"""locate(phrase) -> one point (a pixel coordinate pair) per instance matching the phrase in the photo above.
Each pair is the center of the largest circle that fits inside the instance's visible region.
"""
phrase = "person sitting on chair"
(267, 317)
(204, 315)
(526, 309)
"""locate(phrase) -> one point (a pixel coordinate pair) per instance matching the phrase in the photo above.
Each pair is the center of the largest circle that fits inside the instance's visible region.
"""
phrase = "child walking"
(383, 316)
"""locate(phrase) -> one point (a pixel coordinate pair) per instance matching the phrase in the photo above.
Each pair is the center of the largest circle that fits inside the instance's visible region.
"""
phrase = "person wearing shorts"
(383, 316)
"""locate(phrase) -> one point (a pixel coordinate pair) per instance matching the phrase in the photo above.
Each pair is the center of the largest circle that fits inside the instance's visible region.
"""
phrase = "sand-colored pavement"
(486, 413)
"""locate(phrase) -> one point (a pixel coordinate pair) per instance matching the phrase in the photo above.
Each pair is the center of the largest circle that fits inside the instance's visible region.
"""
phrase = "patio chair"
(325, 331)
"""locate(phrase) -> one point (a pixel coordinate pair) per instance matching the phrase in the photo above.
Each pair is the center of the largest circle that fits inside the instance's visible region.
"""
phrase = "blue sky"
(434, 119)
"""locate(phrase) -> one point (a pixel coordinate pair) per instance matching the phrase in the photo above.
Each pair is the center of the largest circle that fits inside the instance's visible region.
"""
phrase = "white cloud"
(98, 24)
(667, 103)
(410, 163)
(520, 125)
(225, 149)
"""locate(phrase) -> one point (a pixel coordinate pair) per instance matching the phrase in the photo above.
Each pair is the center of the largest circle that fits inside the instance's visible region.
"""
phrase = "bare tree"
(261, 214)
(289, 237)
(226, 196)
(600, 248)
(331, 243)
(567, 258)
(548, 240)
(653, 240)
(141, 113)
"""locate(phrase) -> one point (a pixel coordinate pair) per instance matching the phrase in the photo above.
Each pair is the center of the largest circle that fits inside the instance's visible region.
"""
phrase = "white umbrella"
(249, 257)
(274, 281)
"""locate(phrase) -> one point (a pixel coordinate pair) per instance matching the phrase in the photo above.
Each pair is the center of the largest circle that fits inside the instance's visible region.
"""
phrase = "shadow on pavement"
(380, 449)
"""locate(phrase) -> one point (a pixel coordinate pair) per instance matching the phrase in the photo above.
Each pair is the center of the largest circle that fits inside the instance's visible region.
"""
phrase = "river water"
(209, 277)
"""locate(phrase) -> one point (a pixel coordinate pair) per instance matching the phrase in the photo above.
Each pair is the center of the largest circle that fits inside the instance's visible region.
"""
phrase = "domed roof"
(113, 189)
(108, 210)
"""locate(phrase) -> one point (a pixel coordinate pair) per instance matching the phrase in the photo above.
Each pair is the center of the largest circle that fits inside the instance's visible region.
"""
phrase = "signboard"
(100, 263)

════════════════════

**WHAT THE TASK ASKS**
When you transcribe the records above, keep every line exactly the same.

**RESULT OF THIS TASK**
"""locate(phrase) -> one point (a pixel coordinate pair) per instance matching the phrase in the photo above.
Each pair is the center of the largest circle that fits inside the instance's visible region.
"""
phrase = "person sitting on chair"
(267, 317)
(204, 315)
(526, 309)
"""locate(phrase) -> one point (a pixel coordinate pair) per instance matching the phrase in the photo above.
Each pair is the center of the largest circle that fits inside the instance's visible region.
"""
phrase = "child walking"
(383, 316)
"""locate(phrase) -> one point (a pixel coordinate pair) per instance matching the phrase in the photo above.
Each pair is the center of the largest circle that fits inside the instance's visible region.
"""
phrase = "person wearing shorts"
(383, 316)
"""locate(phrase) -> one point (a pixel coordinate pair) per instance matching the phrase in the photo above.
Each pair is the center of the largest circle that fits inside the instance's visible region.
"""
phrase = "sand-colored pavement"
(486, 413)
"""locate(phrase) -> one point (a pixel coordinate pair) per instance matching the phrase in the photo above.
Each pair is the center of the largest circle that fits inside the instance's visible region.
"""
phrase = "patio chair"
(325, 331)
"""locate(phrase) -> one point (a pixel coordinate pair) per instance matching the phrase in the photo above.
Each pair is the center of the largest circle that fits inside the instance's visible region.
"""
phrase = "blue sky"
(434, 119)
"""locate(phrase) -> one point (a pixel coordinate pair) per instance matching the phrase in the photo above.
Each pair is the center of the largest circle that fits inside the instance's visible region.
"""
phrase = "white cloud"
(98, 24)
(667, 103)
(410, 163)
(520, 125)
(225, 149)
"""locate(phrase) -> one point (a pixel coordinate pair) per instance matching the phrase in the photo above.
Each pair is the center of the largest circle that fits inside the instance's visible region.
"""
phrase = "bare tree"
(261, 214)
(289, 237)
(226, 196)
(600, 248)
(331, 243)
(567, 258)
(548, 240)
(653, 240)
(141, 113)
"""locate(phrase) -> one point (a pixel coordinate pair) per instance matching the phrase in the photo above.
Each pair is the center of the largest circle that fits inside the instance's visible region.
"""
phrase = "white umbrella"
(249, 257)
(274, 281)
"""locate(phrase) -> one point (a pixel coordinate pair) per instance matching the phrase in the photo above.
Each pair is the center of the largest circle that fits inside the instance's visible region.
"""
phrase = "shadow on pavement"
(380, 449)
"""locate(phrase) -> one point (a pixel coordinate pair) per instance matching the phrase in the photo above.
Each pair is the center of the largest circle that fits inside the instance's visible region.
"""
phrase = "river water"
(209, 277)
"""locate(phrase) -> one point (a pixel coordinate pair) per instance matching the phrase in the photo above.
Each pair is the center of the largest circle that fits inside the instance's visible region.
"""
phrase = "domed roof"
(113, 189)
(108, 210)
"""locate(phrase) -> one point (a pixel coordinate pair) per instance matching the phrase in the photo above.
Each pair is the center of the largest circle that fits inside the instance's visible region.
"""
phrase = "signboard"
(100, 263)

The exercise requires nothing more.